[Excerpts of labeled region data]

========

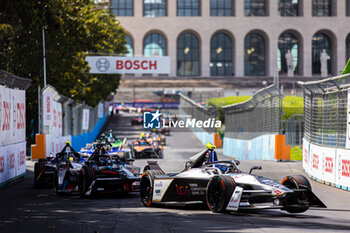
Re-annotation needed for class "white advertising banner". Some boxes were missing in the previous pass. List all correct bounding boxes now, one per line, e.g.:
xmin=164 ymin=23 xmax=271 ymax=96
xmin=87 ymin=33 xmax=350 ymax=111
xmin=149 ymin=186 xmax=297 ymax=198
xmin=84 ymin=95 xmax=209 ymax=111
xmin=0 ymin=142 xmax=26 ymax=186
xmin=42 ymin=91 xmax=63 ymax=138
xmin=345 ymin=89 xmax=350 ymax=149
xmin=303 ymin=138 xmax=310 ymax=171
xmin=86 ymin=56 xmax=170 ymax=74
xmin=0 ymin=86 xmax=26 ymax=146
xmin=97 ymin=102 xmax=103 ymax=118
xmin=320 ymin=147 xmax=336 ymax=184
xmin=309 ymin=144 xmax=323 ymax=179
xmin=42 ymin=91 xmax=53 ymax=126
xmin=81 ymin=109 xmax=90 ymax=130
xmin=335 ymin=149 xmax=350 ymax=187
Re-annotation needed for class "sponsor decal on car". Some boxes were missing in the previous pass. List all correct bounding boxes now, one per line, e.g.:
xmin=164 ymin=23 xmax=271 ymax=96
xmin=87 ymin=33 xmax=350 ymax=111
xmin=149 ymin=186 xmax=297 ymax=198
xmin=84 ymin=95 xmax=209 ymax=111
xmin=175 ymin=184 xmax=191 ymax=197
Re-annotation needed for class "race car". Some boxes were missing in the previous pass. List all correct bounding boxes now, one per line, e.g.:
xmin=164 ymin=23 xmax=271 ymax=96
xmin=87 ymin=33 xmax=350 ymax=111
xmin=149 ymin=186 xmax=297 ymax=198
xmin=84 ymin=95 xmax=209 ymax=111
xmin=140 ymin=146 xmax=326 ymax=213
xmin=132 ymin=137 xmax=163 ymax=158
xmin=34 ymin=142 xmax=85 ymax=188
xmin=78 ymin=144 xmax=140 ymax=197
xmin=131 ymin=115 xmax=143 ymax=125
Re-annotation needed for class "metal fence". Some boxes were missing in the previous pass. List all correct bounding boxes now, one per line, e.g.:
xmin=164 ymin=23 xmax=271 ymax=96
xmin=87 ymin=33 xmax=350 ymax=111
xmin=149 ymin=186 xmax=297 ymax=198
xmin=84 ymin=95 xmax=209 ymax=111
xmin=298 ymin=74 xmax=350 ymax=148
xmin=223 ymin=85 xmax=282 ymax=139
xmin=179 ymin=94 xmax=216 ymax=133
xmin=39 ymin=85 xmax=106 ymax=136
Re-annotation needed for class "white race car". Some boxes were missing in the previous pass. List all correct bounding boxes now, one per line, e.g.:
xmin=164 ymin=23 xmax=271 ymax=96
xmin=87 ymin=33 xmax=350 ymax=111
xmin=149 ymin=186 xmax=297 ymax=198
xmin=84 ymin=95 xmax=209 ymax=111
xmin=140 ymin=150 xmax=326 ymax=213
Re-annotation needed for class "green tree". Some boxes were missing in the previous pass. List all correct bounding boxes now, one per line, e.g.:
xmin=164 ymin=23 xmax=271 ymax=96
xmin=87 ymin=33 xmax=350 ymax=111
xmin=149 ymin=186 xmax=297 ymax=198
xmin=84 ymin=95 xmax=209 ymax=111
xmin=0 ymin=0 xmax=126 ymax=141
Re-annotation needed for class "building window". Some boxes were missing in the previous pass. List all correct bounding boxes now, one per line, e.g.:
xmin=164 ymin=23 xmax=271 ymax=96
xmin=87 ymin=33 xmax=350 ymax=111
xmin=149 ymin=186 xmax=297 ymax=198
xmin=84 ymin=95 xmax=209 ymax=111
xmin=177 ymin=0 xmax=200 ymax=16
xmin=210 ymin=33 xmax=232 ymax=76
xmin=110 ymin=0 xmax=134 ymax=16
xmin=312 ymin=0 xmax=332 ymax=16
xmin=177 ymin=33 xmax=199 ymax=76
xmin=277 ymin=33 xmax=299 ymax=75
xmin=143 ymin=33 xmax=166 ymax=57
xmin=210 ymin=0 xmax=233 ymax=16
xmin=125 ymin=35 xmax=134 ymax=57
xmin=244 ymin=33 xmax=266 ymax=76
xmin=143 ymin=0 xmax=167 ymax=17
xmin=346 ymin=34 xmax=350 ymax=61
xmin=312 ymin=33 xmax=332 ymax=74
xmin=244 ymin=0 xmax=267 ymax=16
xmin=278 ymin=0 xmax=299 ymax=17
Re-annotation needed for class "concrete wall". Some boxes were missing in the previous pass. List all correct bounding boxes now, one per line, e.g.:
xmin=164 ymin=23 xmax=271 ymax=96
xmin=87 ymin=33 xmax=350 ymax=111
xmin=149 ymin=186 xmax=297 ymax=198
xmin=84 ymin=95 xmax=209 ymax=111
xmin=117 ymin=0 xmax=350 ymax=77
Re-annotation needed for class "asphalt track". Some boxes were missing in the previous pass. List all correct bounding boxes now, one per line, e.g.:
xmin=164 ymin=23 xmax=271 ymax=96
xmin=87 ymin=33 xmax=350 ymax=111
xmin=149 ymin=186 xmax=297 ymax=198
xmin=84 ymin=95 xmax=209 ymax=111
xmin=0 ymin=115 xmax=350 ymax=233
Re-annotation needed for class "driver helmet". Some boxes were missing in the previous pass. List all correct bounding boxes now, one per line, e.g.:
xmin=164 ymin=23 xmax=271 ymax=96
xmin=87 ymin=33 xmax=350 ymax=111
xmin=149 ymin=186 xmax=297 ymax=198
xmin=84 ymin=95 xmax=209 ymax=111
xmin=206 ymin=142 xmax=216 ymax=150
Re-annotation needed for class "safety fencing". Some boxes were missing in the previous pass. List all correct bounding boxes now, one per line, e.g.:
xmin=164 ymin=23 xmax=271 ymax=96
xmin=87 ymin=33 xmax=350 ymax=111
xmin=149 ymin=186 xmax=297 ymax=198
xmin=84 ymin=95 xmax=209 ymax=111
xmin=0 ymin=70 xmax=31 ymax=186
xmin=298 ymin=74 xmax=350 ymax=191
xmin=179 ymin=94 xmax=217 ymax=144
xmin=223 ymin=85 xmax=283 ymax=160
xmin=32 ymin=85 xmax=108 ymax=159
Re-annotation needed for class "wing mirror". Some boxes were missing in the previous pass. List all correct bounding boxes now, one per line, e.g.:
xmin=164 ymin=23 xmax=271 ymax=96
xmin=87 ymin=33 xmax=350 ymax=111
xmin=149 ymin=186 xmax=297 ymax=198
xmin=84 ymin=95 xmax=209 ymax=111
xmin=249 ymin=166 xmax=261 ymax=174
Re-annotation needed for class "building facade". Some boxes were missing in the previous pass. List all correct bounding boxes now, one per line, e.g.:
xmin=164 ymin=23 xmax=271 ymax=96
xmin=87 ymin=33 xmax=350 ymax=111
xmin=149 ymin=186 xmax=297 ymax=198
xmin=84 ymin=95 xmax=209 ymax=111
xmin=109 ymin=0 xmax=350 ymax=78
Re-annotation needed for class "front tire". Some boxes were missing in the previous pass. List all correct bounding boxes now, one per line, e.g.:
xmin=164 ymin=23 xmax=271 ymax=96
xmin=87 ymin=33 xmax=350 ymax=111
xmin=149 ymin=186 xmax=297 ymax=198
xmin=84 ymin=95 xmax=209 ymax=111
xmin=140 ymin=170 xmax=154 ymax=207
xmin=281 ymin=175 xmax=312 ymax=213
xmin=78 ymin=167 xmax=95 ymax=198
xmin=206 ymin=176 xmax=236 ymax=213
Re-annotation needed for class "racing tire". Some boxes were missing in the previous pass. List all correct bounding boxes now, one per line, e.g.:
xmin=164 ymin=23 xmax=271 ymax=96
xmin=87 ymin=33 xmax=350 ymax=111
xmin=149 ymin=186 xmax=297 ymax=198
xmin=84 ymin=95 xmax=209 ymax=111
xmin=78 ymin=167 xmax=95 ymax=198
xmin=34 ymin=161 xmax=45 ymax=188
xmin=140 ymin=170 xmax=164 ymax=207
xmin=206 ymin=176 xmax=236 ymax=213
xmin=281 ymin=175 xmax=312 ymax=213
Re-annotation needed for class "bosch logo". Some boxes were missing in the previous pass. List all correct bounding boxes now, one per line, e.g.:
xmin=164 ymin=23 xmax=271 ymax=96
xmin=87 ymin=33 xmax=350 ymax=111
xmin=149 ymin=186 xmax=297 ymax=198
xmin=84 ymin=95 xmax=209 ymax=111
xmin=0 ymin=156 xmax=5 ymax=173
xmin=19 ymin=150 xmax=26 ymax=165
xmin=324 ymin=157 xmax=334 ymax=173
xmin=96 ymin=58 xmax=109 ymax=72
xmin=17 ymin=103 xmax=25 ymax=129
xmin=304 ymin=149 xmax=309 ymax=163
xmin=341 ymin=159 xmax=350 ymax=177
xmin=53 ymin=109 xmax=57 ymax=127
xmin=312 ymin=154 xmax=320 ymax=169
xmin=2 ymin=101 xmax=11 ymax=131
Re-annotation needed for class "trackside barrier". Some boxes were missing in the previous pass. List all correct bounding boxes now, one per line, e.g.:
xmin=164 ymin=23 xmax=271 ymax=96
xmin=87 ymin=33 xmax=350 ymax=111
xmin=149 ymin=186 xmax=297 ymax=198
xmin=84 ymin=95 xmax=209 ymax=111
xmin=179 ymin=93 xmax=216 ymax=145
xmin=298 ymin=74 xmax=350 ymax=191
xmin=223 ymin=85 xmax=285 ymax=160
xmin=32 ymin=85 xmax=107 ymax=159
xmin=0 ymin=70 xmax=31 ymax=186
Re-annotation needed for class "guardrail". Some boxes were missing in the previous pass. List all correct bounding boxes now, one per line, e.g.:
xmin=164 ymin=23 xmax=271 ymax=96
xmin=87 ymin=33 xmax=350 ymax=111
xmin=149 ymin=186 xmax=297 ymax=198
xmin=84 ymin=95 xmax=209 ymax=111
xmin=0 ymin=70 xmax=31 ymax=186
xmin=298 ymin=74 xmax=350 ymax=191
xmin=32 ymin=85 xmax=108 ymax=159
xmin=223 ymin=85 xmax=283 ymax=160
xmin=179 ymin=94 xmax=217 ymax=144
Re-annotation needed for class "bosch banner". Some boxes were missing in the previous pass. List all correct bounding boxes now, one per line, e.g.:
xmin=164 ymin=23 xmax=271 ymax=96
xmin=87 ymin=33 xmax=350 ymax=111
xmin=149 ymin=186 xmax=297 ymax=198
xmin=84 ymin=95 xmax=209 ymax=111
xmin=0 ymin=86 xmax=26 ymax=146
xmin=86 ymin=56 xmax=170 ymax=74
xmin=0 ymin=142 xmax=26 ymax=186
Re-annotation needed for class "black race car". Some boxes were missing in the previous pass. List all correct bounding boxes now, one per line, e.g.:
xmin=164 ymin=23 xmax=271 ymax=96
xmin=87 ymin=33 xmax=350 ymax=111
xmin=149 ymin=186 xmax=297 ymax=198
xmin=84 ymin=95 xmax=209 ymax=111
xmin=78 ymin=144 xmax=140 ymax=197
xmin=140 ymin=150 xmax=326 ymax=213
xmin=34 ymin=143 xmax=85 ymax=188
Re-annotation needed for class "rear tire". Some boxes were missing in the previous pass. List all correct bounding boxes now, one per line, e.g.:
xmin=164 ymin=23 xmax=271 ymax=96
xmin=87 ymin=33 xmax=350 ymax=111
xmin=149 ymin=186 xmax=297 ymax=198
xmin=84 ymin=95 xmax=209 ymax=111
xmin=206 ymin=176 xmax=236 ymax=213
xmin=281 ymin=175 xmax=312 ymax=213
xmin=78 ymin=167 xmax=95 ymax=198
xmin=140 ymin=170 xmax=154 ymax=207
xmin=34 ymin=161 xmax=45 ymax=188
xmin=140 ymin=167 xmax=164 ymax=207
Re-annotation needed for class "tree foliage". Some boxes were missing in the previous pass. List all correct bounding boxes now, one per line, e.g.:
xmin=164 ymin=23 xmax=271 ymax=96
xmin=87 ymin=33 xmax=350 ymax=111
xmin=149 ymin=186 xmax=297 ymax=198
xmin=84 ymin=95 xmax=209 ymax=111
xmin=0 ymin=0 xmax=126 ymax=138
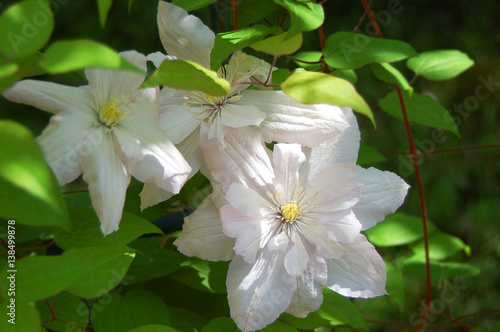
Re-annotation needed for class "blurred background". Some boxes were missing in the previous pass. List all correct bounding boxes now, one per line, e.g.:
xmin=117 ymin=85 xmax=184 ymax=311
xmin=0 ymin=0 xmax=500 ymax=331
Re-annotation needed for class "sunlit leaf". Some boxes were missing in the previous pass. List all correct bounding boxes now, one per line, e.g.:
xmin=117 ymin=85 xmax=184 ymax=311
xmin=323 ymin=32 xmax=417 ymax=69
xmin=366 ymin=212 xmax=436 ymax=247
xmin=0 ymin=0 xmax=54 ymax=57
xmin=40 ymin=39 xmax=143 ymax=74
xmin=0 ymin=120 xmax=70 ymax=229
xmin=281 ymin=72 xmax=375 ymax=123
xmin=407 ymin=50 xmax=474 ymax=81
xmin=210 ymin=25 xmax=281 ymax=70
xmin=143 ymin=60 xmax=231 ymax=96
xmin=378 ymin=91 xmax=460 ymax=137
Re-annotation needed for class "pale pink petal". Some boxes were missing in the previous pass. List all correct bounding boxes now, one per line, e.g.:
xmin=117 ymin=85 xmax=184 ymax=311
xmin=238 ymin=90 xmax=349 ymax=147
xmin=37 ymin=111 xmax=97 ymax=186
xmin=85 ymin=51 xmax=146 ymax=102
xmin=200 ymin=126 xmax=274 ymax=192
xmin=286 ymin=245 xmax=327 ymax=317
xmin=226 ymin=250 xmax=296 ymax=331
xmin=353 ymin=167 xmax=409 ymax=230
xmin=157 ymin=1 xmax=215 ymax=68
xmin=80 ymin=132 xmax=130 ymax=235
xmin=326 ymin=235 xmax=387 ymax=298
xmin=3 ymin=80 xmax=95 ymax=114
xmin=220 ymin=101 xmax=266 ymax=128
xmin=174 ymin=195 xmax=235 ymax=261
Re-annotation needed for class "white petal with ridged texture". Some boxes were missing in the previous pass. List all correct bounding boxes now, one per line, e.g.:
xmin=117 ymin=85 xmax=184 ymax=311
xmin=3 ymin=80 xmax=95 ymax=114
xmin=37 ymin=111 xmax=97 ymax=186
xmin=85 ymin=51 xmax=147 ymax=102
xmin=326 ymin=235 xmax=387 ymax=298
xmin=353 ymin=167 xmax=410 ymax=230
xmin=174 ymin=195 xmax=234 ymax=261
xmin=80 ymin=132 xmax=130 ymax=235
xmin=226 ymin=250 xmax=296 ymax=331
xmin=157 ymin=1 xmax=215 ymax=68
xmin=200 ymin=126 xmax=274 ymax=192
xmin=238 ymin=90 xmax=349 ymax=147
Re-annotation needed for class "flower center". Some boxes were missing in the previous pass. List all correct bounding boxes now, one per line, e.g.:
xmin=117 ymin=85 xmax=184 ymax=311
xmin=99 ymin=104 xmax=122 ymax=128
xmin=280 ymin=201 xmax=301 ymax=223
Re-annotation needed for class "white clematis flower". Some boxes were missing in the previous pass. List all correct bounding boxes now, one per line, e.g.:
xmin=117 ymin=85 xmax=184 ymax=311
xmin=4 ymin=51 xmax=191 ymax=234
xmin=175 ymin=109 xmax=408 ymax=331
xmin=148 ymin=1 xmax=347 ymax=165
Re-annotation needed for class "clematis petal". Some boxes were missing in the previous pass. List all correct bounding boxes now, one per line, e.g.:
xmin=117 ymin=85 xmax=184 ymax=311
xmin=220 ymin=204 xmax=273 ymax=263
xmin=220 ymin=102 xmax=266 ymax=128
xmin=286 ymin=248 xmax=327 ymax=317
xmin=3 ymin=80 xmax=94 ymax=114
xmin=37 ymin=111 xmax=97 ymax=186
xmin=353 ymin=167 xmax=409 ymax=230
xmin=85 ymin=51 xmax=147 ymax=102
xmin=238 ymin=90 xmax=349 ymax=147
xmin=226 ymin=250 xmax=296 ymax=331
xmin=273 ymin=144 xmax=306 ymax=197
xmin=200 ymin=125 xmax=274 ymax=192
xmin=157 ymin=1 xmax=215 ymax=68
xmin=301 ymin=107 xmax=361 ymax=179
xmin=80 ymin=132 xmax=130 ymax=235
xmin=174 ymin=195 xmax=235 ymax=261
xmin=326 ymin=234 xmax=387 ymax=298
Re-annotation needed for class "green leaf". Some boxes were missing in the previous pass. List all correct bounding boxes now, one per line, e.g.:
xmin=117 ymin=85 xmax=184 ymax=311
xmin=250 ymin=32 xmax=302 ymax=56
xmin=167 ymin=307 xmax=208 ymax=332
xmin=0 ymin=0 xmax=54 ymax=57
xmin=0 ymin=256 xmax=94 ymax=301
xmin=0 ymin=296 xmax=40 ymax=332
xmin=172 ymin=0 xmax=217 ymax=12
xmin=281 ymin=72 xmax=375 ymax=124
xmin=366 ymin=212 xmax=436 ymax=247
xmin=210 ymin=25 xmax=281 ymax=70
xmin=129 ymin=324 xmax=178 ymax=332
xmin=357 ymin=145 xmax=387 ymax=165
xmin=63 ymin=246 xmax=135 ymax=298
xmin=55 ymin=209 xmax=162 ymax=249
xmin=323 ymin=32 xmax=417 ymax=69
xmin=370 ymin=63 xmax=413 ymax=91
xmin=0 ymin=120 xmax=70 ymax=229
xmin=406 ymin=50 xmax=474 ymax=81
xmin=378 ymin=91 xmax=460 ymax=137
xmin=274 ymin=0 xmax=325 ymax=38
xmin=170 ymin=257 xmax=229 ymax=294
xmin=97 ymin=0 xmax=113 ymax=27
xmin=412 ymin=231 xmax=465 ymax=260
xmin=36 ymin=292 xmax=89 ymax=332
xmin=126 ymin=238 xmax=186 ymax=284
xmin=403 ymin=255 xmax=481 ymax=282
xmin=280 ymin=287 xmax=368 ymax=331
xmin=92 ymin=290 xmax=170 ymax=332
xmin=143 ymin=60 xmax=231 ymax=96
xmin=201 ymin=317 xmax=239 ymax=332
xmin=40 ymin=39 xmax=145 ymax=74
xmin=385 ymin=264 xmax=405 ymax=312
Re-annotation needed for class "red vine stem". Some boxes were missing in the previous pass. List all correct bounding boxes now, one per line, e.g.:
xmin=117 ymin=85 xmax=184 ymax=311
xmin=361 ymin=0 xmax=431 ymax=331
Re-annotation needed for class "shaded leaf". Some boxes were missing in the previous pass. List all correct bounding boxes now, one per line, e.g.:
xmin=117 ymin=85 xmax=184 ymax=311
xmin=323 ymin=32 xmax=417 ymax=69
xmin=0 ymin=120 xmax=70 ymax=229
xmin=378 ymin=91 xmax=460 ymax=137
xmin=281 ymin=72 xmax=375 ymax=123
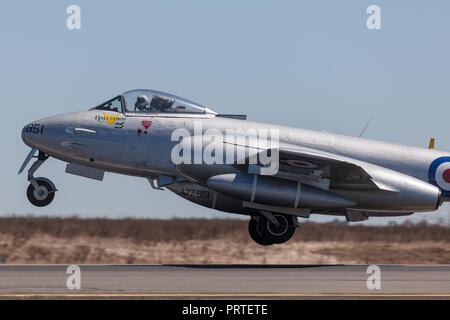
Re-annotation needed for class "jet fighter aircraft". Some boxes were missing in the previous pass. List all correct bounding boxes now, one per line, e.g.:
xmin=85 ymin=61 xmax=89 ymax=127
xmin=19 ymin=89 xmax=450 ymax=245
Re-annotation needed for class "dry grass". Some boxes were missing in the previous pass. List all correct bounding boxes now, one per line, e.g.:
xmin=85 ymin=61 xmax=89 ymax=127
xmin=0 ymin=217 xmax=450 ymax=264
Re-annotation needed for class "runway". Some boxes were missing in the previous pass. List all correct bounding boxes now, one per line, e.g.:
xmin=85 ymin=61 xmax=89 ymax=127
xmin=0 ymin=265 xmax=450 ymax=299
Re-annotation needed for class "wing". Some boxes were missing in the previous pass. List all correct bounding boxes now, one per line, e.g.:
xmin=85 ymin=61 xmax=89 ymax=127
xmin=239 ymin=148 xmax=390 ymax=191
xmin=279 ymin=149 xmax=379 ymax=190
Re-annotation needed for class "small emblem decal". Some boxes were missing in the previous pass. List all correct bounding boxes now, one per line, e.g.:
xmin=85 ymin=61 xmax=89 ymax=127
xmin=141 ymin=120 xmax=152 ymax=130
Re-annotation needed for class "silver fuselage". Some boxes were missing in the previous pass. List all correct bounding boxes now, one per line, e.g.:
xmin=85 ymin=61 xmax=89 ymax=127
xmin=22 ymin=110 xmax=450 ymax=218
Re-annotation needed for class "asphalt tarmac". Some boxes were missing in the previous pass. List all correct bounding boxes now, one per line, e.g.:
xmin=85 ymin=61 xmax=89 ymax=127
xmin=0 ymin=265 xmax=450 ymax=299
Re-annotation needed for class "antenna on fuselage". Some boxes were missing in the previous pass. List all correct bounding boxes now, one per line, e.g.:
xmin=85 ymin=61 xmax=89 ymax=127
xmin=359 ymin=116 xmax=373 ymax=138
xmin=428 ymin=138 xmax=434 ymax=149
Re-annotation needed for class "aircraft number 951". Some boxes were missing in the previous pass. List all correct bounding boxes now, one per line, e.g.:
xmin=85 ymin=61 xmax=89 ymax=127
xmin=25 ymin=123 xmax=44 ymax=134
xmin=181 ymin=188 xmax=209 ymax=199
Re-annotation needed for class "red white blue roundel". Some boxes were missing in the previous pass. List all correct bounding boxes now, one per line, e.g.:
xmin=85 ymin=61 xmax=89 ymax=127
xmin=428 ymin=157 xmax=450 ymax=197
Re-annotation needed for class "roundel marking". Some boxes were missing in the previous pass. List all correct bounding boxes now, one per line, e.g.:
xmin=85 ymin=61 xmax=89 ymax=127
xmin=428 ymin=157 xmax=450 ymax=197
xmin=442 ymin=169 xmax=450 ymax=183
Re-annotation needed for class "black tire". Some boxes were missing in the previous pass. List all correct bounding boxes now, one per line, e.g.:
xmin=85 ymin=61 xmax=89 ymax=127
xmin=258 ymin=213 xmax=295 ymax=243
xmin=248 ymin=218 xmax=274 ymax=246
xmin=27 ymin=179 xmax=55 ymax=207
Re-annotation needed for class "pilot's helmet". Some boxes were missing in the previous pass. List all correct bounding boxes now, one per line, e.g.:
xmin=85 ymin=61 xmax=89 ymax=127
xmin=134 ymin=94 xmax=150 ymax=111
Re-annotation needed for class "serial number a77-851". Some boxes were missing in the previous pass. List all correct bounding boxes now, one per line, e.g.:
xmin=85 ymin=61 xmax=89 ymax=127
xmin=25 ymin=123 xmax=44 ymax=134
xmin=181 ymin=188 xmax=209 ymax=199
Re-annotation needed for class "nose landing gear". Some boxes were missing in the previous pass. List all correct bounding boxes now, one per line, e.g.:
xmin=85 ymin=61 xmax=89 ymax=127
xmin=19 ymin=149 xmax=57 ymax=207
xmin=248 ymin=212 xmax=298 ymax=246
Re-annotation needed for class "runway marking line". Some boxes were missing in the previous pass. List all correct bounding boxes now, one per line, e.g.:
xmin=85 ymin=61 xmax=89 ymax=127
xmin=0 ymin=293 xmax=450 ymax=298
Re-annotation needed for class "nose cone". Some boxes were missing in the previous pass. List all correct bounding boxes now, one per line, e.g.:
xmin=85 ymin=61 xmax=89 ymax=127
xmin=22 ymin=114 xmax=73 ymax=152
xmin=22 ymin=123 xmax=35 ymax=148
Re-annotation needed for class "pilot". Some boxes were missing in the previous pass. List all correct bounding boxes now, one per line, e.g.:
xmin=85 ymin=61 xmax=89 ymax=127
xmin=134 ymin=94 xmax=150 ymax=112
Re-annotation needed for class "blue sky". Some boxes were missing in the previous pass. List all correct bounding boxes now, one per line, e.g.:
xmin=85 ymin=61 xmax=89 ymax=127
xmin=0 ymin=0 xmax=450 ymax=223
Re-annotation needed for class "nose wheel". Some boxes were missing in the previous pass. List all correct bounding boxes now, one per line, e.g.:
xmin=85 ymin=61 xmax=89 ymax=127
xmin=19 ymin=149 xmax=57 ymax=207
xmin=248 ymin=212 xmax=298 ymax=246
xmin=27 ymin=178 xmax=56 ymax=207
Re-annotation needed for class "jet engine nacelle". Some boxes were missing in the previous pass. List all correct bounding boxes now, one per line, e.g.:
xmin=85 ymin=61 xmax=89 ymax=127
xmin=207 ymin=173 xmax=357 ymax=208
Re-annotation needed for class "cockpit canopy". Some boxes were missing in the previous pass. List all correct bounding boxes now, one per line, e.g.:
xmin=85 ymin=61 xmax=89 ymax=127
xmin=92 ymin=89 xmax=216 ymax=115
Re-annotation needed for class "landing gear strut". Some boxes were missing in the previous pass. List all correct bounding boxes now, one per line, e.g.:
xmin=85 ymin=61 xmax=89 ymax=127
xmin=19 ymin=149 xmax=56 ymax=207
xmin=248 ymin=212 xmax=297 ymax=246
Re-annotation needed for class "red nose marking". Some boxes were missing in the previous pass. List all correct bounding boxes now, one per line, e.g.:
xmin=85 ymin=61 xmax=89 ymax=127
xmin=442 ymin=169 xmax=450 ymax=183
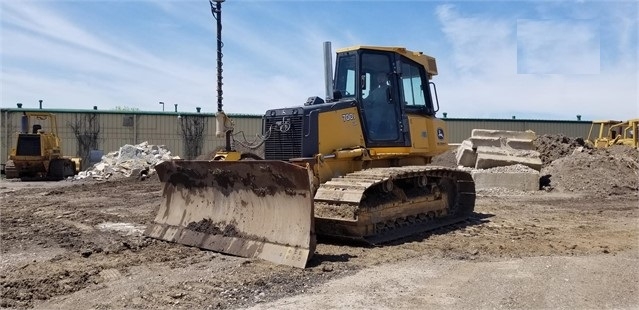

========

EXERCISE DIRECTIONS:
Arrange the entries from the beginning through the line containing "xmin=335 ymin=149 xmax=350 ymax=187", inclusive, as a two-column CSV with the columns "text" and "answer". Use one row per entry, put each value in a single quoted field with line breaks replaced by spaces, and leave the pictures out.

TASK SOLUTION:
text,answer
"Re-annotation needed for class ""white advertising banner"". Some boxes were missing in the previous pass. List all correct bounding boxes now, one per line, e.g.: xmin=164 ymin=23 xmax=271 ymax=96 xmin=87 ymin=33 xmax=350 ymax=111 xmin=149 ymin=186 xmax=297 ymax=198 xmin=84 ymin=95 xmax=209 ymax=111","xmin=0 ymin=142 xmax=26 ymax=186 xmin=42 ymin=91 xmax=63 ymax=138 xmin=345 ymin=89 xmax=350 ymax=149 xmin=303 ymin=138 xmax=310 ymax=171 xmin=86 ymin=56 xmax=170 ymax=74 xmin=0 ymin=86 xmax=26 ymax=146 xmin=97 ymin=102 xmax=103 ymax=118 xmin=320 ymin=147 xmax=336 ymax=184 xmin=309 ymin=144 xmax=323 ymax=179 xmin=42 ymin=91 xmax=53 ymax=126 xmin=81 ymin=109 xmax=90 ymax=130 xmin=335 ymin=149 xmax=350 ymax=187"